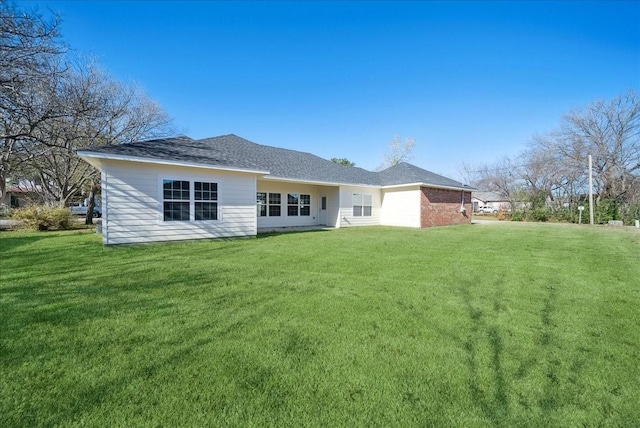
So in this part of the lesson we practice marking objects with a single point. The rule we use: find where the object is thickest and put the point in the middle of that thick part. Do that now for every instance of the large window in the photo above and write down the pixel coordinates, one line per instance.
(298, 205)
(206, 197)
(269, 204)
(261, 200)
(175, 194)
(178, 204)
(362, 204)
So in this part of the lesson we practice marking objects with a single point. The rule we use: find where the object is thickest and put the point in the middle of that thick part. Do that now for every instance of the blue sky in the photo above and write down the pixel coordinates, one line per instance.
(469, 81)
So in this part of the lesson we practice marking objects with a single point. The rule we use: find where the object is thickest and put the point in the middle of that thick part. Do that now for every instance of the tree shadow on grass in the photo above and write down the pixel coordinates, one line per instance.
(9, 243)
(493, 399)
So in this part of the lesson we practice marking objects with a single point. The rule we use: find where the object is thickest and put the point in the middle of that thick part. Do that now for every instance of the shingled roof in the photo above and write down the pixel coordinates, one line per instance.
(231, 151)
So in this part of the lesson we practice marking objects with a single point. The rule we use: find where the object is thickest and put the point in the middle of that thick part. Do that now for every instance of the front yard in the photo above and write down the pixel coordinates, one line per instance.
(516, 325)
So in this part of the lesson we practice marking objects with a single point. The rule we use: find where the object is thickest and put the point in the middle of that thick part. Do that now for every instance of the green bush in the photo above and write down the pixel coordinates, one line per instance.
(42, 217)
(629, 213)
(540, 214)
(605, 210)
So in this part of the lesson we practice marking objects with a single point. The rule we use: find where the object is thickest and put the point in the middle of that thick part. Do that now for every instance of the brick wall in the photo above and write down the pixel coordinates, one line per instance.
(441, 207)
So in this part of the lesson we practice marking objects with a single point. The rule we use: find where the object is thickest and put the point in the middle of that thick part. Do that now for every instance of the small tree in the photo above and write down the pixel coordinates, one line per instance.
(343, 161)
(399, 151)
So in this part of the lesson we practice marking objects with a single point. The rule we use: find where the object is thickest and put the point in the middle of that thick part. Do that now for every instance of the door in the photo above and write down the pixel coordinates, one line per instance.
(322, 210)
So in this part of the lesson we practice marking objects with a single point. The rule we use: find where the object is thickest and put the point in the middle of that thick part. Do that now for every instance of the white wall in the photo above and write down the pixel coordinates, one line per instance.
(132, 203)
(346, 218)
(401, 207)
(284, 188)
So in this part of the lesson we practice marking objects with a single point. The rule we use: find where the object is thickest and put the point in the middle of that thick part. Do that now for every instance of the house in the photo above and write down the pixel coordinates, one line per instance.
(226, 186)
(490, 199)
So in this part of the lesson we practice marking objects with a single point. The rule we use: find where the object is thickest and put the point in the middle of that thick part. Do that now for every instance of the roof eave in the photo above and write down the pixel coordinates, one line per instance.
(435, 186)
(94, 159)
(318, 183)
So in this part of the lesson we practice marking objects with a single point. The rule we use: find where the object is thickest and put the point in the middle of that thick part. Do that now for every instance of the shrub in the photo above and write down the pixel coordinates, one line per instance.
(605, 210)
(42, 217)
(540, 214)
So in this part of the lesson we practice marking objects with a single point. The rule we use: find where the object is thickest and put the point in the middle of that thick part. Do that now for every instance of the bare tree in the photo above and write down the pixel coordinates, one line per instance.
(29, 61)
(93, 110)
(399, 151)
(343, 161)
(610, 132)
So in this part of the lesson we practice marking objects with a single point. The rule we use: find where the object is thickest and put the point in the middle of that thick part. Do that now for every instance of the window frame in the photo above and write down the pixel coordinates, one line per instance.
(298, 205)
(272, 204)
(209, 198)
(362, 204)
(175, 198)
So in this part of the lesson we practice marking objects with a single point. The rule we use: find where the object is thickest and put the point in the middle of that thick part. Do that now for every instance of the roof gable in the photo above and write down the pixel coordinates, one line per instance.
(405, 173)
(231, 151)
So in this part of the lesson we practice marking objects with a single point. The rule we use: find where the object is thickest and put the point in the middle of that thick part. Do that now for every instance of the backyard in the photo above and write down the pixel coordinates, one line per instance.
(478, 325)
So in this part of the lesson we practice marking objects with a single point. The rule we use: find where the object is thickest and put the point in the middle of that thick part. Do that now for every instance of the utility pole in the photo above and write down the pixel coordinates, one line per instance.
(590, 192)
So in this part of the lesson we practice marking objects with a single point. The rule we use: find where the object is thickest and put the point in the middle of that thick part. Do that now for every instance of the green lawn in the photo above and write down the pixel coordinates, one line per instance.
(475, 326)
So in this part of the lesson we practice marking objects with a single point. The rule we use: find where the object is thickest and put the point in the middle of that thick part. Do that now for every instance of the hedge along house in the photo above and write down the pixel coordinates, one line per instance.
(226, 186)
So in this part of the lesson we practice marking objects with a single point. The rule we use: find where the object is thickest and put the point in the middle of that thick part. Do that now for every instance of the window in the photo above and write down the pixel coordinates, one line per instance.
(298, 205)
(177, 202)
(305, 205)
(261, 198)
(362, 204)
(175, 195)
(206, 197)
(268, 206)
(292, 202)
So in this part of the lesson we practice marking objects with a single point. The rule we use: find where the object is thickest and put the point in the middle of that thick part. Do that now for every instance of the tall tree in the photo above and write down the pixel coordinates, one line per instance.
(93, 110)
(610, 132)
(30, 52)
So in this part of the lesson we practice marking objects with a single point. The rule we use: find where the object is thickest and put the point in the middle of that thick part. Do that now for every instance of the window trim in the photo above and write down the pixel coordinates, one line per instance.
(192, 199)
(268, 204)
(365, 209)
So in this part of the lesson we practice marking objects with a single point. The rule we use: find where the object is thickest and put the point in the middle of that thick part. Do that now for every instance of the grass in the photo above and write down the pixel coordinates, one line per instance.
(477, 326)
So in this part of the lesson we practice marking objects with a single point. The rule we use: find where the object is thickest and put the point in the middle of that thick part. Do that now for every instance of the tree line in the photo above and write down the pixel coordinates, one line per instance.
(550, 177)
(53, 102)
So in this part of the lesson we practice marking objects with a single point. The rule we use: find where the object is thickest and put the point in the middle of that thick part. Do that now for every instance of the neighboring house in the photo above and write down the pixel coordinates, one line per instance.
(20, 195)
(180, 188)
(490, 199)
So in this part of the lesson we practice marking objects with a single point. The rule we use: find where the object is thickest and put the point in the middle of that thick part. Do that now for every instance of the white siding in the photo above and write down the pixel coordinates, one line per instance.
(346, 207)
(284, 188)
(401, 207)
(132, 199)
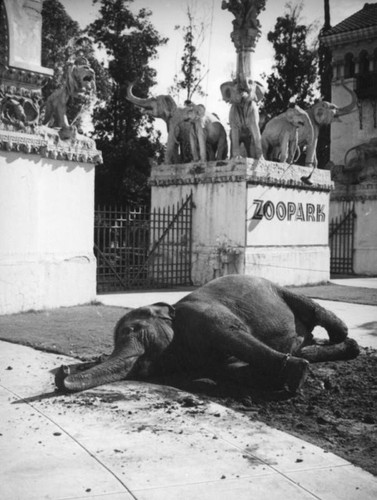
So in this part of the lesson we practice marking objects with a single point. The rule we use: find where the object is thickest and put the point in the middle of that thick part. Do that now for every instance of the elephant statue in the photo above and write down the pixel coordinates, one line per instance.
(280, 135)
(244, 116)
(164, 107)
(243, 327)
(207, 135)
(322, 113)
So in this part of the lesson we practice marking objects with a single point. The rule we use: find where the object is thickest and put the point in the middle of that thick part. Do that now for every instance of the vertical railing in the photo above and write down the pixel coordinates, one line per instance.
(138, 248)
(341, 236)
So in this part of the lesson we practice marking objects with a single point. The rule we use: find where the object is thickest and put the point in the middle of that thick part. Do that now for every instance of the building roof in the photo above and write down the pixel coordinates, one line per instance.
(364, 18)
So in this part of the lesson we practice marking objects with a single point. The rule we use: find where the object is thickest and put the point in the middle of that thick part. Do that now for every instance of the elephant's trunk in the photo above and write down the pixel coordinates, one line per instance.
(138, 101)
(111, 370)
(350, 107)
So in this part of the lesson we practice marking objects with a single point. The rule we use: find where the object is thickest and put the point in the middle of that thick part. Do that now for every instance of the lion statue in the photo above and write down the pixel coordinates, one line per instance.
(79, 86)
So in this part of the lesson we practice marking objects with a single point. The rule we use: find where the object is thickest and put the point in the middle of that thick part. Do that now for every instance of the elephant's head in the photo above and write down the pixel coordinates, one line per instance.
(324, 113)
(162, 106)
(140, 338)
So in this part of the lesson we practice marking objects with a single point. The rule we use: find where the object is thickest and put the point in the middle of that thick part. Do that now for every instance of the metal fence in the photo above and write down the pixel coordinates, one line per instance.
(137, 248)
(341, 237)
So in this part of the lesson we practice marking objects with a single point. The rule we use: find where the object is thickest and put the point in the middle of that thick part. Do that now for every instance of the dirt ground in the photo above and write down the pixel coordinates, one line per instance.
(337, 408)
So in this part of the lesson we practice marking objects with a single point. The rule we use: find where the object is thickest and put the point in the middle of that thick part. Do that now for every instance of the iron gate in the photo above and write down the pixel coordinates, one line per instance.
(341, 238)
(137, 248)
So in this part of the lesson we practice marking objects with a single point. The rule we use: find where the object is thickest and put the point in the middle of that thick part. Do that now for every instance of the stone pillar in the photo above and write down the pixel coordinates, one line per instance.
(252, 217)
(46, 183)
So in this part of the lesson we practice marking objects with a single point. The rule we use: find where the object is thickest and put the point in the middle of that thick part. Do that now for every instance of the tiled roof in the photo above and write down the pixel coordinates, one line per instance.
(364, 18)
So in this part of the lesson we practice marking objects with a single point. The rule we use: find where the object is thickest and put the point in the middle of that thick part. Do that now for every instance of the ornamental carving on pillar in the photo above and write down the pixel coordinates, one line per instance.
(243, 93)
(27, 124)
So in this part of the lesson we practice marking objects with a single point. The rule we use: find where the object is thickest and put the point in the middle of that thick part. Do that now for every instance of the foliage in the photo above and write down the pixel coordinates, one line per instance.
(295, 70)
(191, 72)
(124, 135)
(58, 29)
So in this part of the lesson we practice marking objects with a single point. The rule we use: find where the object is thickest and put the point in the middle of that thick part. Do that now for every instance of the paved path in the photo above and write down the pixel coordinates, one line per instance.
(141, 441)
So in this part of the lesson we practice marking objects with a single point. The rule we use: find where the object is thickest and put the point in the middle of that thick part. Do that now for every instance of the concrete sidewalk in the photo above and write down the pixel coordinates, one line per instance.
(135, 440)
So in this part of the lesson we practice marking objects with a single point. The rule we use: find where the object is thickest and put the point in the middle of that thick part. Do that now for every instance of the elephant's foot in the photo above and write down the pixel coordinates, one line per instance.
(343, 351)
(294, 373)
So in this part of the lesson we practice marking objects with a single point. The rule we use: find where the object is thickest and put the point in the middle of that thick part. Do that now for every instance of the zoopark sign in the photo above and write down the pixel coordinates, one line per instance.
(288, 211)
(284, 217)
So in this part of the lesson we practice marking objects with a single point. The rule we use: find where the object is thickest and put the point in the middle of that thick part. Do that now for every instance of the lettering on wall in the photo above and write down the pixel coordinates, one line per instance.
(290, 211)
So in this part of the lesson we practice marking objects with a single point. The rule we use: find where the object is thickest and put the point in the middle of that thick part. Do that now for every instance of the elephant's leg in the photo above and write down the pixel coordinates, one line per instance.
(316, 353)
(217, 328)
(235, 140)
(255, 131)
(312, 314)
(284, 148)
(66, 370)
(222, 148)
(265, 148)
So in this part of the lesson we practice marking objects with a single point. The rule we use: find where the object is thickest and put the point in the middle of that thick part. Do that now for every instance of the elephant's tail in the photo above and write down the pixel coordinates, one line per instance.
(311, 314)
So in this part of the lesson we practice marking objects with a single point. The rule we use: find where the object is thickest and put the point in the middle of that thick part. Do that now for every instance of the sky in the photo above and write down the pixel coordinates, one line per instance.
(217, 52)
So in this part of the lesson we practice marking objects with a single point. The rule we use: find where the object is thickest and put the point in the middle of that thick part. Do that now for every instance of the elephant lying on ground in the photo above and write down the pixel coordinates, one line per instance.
(240, 326)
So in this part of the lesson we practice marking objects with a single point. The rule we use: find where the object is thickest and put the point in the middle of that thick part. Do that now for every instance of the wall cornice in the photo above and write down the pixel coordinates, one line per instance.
(46, 143)
(245, 170)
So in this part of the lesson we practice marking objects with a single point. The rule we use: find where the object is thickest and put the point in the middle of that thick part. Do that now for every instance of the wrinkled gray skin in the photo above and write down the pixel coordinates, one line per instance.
(240, 326)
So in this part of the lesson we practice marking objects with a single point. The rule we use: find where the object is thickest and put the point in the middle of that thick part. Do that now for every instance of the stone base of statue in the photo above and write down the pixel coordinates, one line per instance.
(252, 217)
(46, 221)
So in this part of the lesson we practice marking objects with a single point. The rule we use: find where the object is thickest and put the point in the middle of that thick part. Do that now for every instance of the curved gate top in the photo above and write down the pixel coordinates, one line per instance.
(137, 248)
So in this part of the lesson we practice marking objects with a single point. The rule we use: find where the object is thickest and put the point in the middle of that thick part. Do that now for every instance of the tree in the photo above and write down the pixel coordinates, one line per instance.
(124, 135)
(295, 70)
(191, 71)
(58, 29)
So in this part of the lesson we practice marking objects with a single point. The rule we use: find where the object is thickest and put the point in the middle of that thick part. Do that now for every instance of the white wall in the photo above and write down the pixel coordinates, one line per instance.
(286, 251)
(46, 233)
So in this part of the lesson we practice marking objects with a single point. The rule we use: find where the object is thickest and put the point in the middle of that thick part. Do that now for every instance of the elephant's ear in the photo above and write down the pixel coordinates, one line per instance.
(290, 113)
(201, 110)
(299, 110)
(163, 310)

--------------------

▸ **Task objective**
Nothing but the lines from the one with "of the curved" through the end of the data above should be reproduced, each exactly, both ends included.

▸ **Task solution**
So in this part of the lesson we practice marking objects with a single point. The rule we use: find where the object is thickest and put the point in the middle of that thick part. Do that now for every instance of the curved gate top in the photo above and write down the pixel coordinates, one line per instance.
(137, 248)
So in this part of the lesson we practice marking objects with a single point. The rule we use: find where the object is thickest and put the point in the middle of that thick part. Do that now for every instance of the tree in the photo above and write down the pixel coordinates, one line per instance.
(124, 135)
(295, 70)
(191, 71)
(58, 29)
So in this part of the lesson we practice marking objects with a single point. The rule we use: find where the object is thickest and put the point in the middle of that thick part. Do that now for every instance of the white wall in the photo above and write down the pixel coordinates, one line per instance.
(286, 251)
(46, 233)
So in this part of the lesson we practice marking objects with a single point. The rule we use: find where the object is thickest and put the point in the middle of that thick part. Do that now for every instance of the elephant's ear in the photo above and write down the pixel coordinates, one line per instance.
(290, 113)
(201, 110)
(299, 110)
(163, 310)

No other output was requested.